What needs to be done >>
Please return each line of the data below that contains the word "clear".

— start Information supplied —

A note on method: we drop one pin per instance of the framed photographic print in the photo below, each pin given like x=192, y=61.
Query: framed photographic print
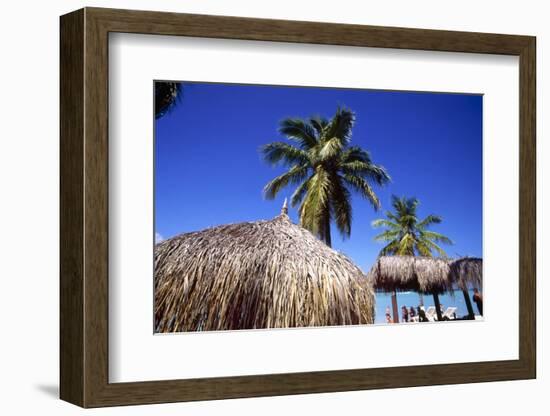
x=256, y=207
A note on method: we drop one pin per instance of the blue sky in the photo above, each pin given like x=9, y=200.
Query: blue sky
x=208, y=169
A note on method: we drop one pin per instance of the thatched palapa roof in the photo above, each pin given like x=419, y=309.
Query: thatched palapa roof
x=264, y=274
x=467, y=271
x=424, y=274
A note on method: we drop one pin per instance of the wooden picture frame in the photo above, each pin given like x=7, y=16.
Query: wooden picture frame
x=84, y=207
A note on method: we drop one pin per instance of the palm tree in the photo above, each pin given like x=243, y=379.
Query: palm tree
x=405, y=234
x=167, y=94
x=325, y=169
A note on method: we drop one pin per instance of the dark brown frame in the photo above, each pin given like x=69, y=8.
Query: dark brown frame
x=84, y=209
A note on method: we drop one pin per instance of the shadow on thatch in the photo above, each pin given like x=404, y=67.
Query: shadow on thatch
x=425, y=274
x=264, y=274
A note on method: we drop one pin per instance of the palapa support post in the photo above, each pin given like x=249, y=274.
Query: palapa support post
x=394, y=307
x=284, y=209
x=437, y=307
x=471, y=314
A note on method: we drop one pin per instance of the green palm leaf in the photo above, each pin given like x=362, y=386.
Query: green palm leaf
x=405, y=234
x=325, y=169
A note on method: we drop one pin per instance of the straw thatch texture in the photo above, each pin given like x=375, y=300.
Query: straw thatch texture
x=425, y=274
x=467, y=272
x=404, y=273
x=265, y=274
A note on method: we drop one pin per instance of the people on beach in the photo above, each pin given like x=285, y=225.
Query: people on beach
x=412, y=313
x=477, y=297
x=404, y=314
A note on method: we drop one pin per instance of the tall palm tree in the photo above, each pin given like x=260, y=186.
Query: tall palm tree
x=405, y=234
x=325, y=169
x=167, y=94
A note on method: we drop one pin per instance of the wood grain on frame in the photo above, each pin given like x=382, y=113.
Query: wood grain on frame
x=84, y=207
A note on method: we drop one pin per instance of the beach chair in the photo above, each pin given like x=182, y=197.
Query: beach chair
x=430, y=314
x=450, y=312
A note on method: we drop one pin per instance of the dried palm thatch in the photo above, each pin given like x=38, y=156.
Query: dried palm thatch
x=425, y=274
x=404, y=273
x=264, y=274
x=467, y=272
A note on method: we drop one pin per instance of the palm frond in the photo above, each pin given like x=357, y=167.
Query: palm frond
x=429, y=220
x=385, y=223
x=340, y=126
x=299, y=193
x=279, y=152
x=388, y=235
x=437, y=237
x=362, y=186
x=299, y=131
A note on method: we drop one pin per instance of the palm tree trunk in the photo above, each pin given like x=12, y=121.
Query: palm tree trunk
x=326, y=227
x=437, y=307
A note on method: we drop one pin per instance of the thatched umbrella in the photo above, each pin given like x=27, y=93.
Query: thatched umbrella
x=404, y=273
x=464, y=272
x=264, y=274
x=426, y=275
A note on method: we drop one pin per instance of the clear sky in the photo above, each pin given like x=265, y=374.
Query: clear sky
x=208, y=169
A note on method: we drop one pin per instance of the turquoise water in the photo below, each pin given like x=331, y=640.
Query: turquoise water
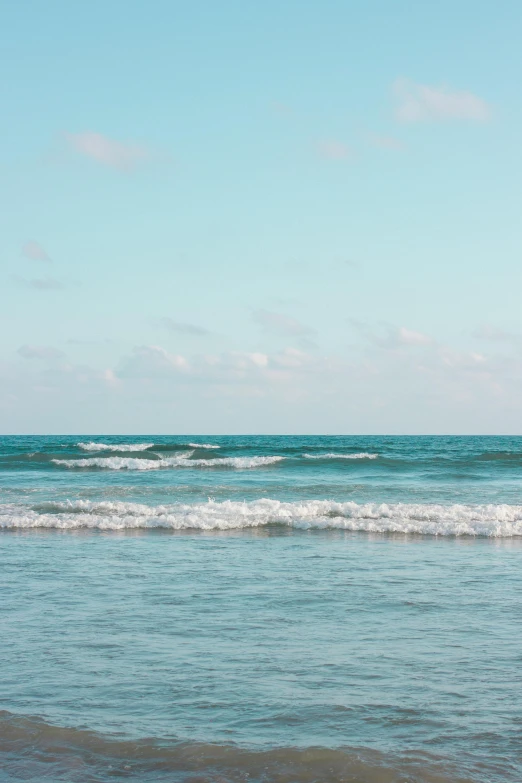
x=273, y=609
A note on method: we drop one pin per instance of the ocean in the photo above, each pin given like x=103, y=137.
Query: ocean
x=261, y=608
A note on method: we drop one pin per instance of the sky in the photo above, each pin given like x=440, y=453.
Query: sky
x=281, y=217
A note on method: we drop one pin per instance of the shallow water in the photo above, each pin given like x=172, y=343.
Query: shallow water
x=289, y=629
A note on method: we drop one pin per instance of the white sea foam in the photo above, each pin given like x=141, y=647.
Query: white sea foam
x=181, y=461
x=501, y=521
x=91, y=446
x=332, y=455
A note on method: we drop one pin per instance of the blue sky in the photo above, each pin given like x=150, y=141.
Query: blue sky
x=260, y=217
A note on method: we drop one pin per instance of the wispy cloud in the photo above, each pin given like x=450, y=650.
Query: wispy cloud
x=182, y=327
x=282, y=325
x=392, y=337
x=40, y=352
x=35, y=251
x=422, y=102
x=334, y=150
x=108, y=152
x=39, y=283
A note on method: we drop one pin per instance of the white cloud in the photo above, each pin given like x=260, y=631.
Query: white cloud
x=282, y=325
x=421, y=102
x=152, y=361
x=35, y=251
x=108, y=152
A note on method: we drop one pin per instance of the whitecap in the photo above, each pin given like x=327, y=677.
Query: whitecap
x=182, y=461
x=92, y=446
x=497, y=521
x=332, y=455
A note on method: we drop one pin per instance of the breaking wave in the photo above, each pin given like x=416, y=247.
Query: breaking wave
x=92, y=446
x=500, y=521
x=34, y=749
x=332, y=455
x=183, y=461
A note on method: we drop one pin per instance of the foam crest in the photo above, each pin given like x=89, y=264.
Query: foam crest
x=182, y=461
x=332, y=455
x=91, y=446
x=500, y=521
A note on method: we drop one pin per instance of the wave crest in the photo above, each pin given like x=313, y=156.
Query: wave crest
x=92, y=446
x=332, y=455
x=182, y=461
x=500, y=521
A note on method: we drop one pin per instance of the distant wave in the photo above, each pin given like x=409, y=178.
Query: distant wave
x=135, y=463
x=502, y=521
x=92, y=446
x=332, y=455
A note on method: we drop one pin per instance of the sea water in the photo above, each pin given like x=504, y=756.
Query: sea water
x=261, y=608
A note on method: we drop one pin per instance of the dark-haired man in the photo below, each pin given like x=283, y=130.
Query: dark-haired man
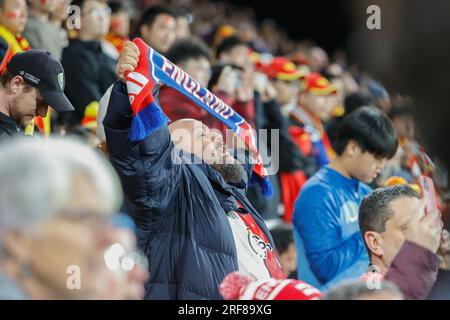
x=326, y=212
x=89, y=70
x=157, y=27
x=401, y=239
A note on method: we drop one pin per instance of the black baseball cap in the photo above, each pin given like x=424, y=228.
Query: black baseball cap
x=40, y=69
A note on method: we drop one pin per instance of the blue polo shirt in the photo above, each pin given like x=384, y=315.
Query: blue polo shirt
x=329, y=243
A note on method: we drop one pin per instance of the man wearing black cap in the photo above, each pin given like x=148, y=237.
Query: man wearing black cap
x=32, y=81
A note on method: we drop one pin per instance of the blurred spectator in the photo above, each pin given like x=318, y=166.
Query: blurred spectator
x=183, y=19
x=351, y=102
x=284, y=243
x=157, y=27
x=32, y=81
x=193, y=57
x=232, y=50
x=53, y=224
x=401, y=239
x=315, y=106
x=40, y=31
x=13, y=18
x=86, y=135
x=359, y=290
x=89, y=71
x=326, y=212
x=120, y=26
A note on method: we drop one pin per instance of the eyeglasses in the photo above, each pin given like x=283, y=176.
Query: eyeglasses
x=99, y=12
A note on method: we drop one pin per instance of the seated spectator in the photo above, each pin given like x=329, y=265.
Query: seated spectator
x=284, y=243
x=236, y=52
x=89, y=71
x=187, y=200
x=240, y=286
x=399, y=236
x=40, y=31
x=326, y=212
x=285, y=78
x=359, y=290
x=157, y=27
x=193, y=57
x=55, y=240
x=13, y=18
x=120, y=26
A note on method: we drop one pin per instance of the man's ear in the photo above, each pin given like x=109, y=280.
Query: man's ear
x=374, y=243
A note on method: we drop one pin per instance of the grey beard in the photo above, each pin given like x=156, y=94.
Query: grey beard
x=231, y=173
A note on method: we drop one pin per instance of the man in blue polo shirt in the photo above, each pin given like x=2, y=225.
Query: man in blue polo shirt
x=329, y=244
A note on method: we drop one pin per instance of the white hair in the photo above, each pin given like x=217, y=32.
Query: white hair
x=36, y=175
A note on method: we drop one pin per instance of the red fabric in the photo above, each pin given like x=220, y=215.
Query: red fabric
x=292, y=182
x=271, y=260
x=237, y=285
x=177, y=106
x=301, y=139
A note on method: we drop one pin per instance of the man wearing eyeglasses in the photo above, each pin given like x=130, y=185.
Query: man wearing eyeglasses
x=89, y=70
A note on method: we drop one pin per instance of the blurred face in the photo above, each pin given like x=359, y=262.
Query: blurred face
x=46, y=6
x=387, y=244
x=288, y=259
x=161, y=34
x=199, y=69
x=363, y=165
x=61, y=9
x=26, y=102
x=13, y=15
x=183, y=31
x=95, y=19
x=238, y=56
x=381, y=295
x=120, y=24
x=287, y=91
x=194, y=137
x=320, y=106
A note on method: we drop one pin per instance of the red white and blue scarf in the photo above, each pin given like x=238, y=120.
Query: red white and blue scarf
x=153, y=69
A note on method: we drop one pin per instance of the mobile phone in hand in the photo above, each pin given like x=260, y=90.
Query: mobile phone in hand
x=429, y=194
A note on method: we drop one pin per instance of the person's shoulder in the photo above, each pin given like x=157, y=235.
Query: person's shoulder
x=317, y=185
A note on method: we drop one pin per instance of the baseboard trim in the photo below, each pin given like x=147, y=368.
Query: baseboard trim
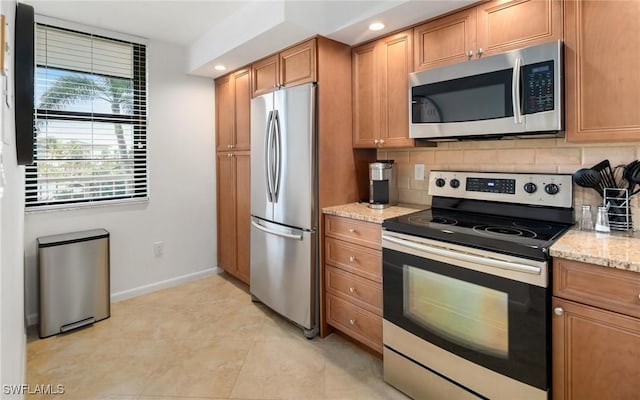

— end Information supplied —

Response >>
A note on method: we drop one pin per instance of the clear sky in the photo above, each pin given like x=265, y=374.
Query: clear sky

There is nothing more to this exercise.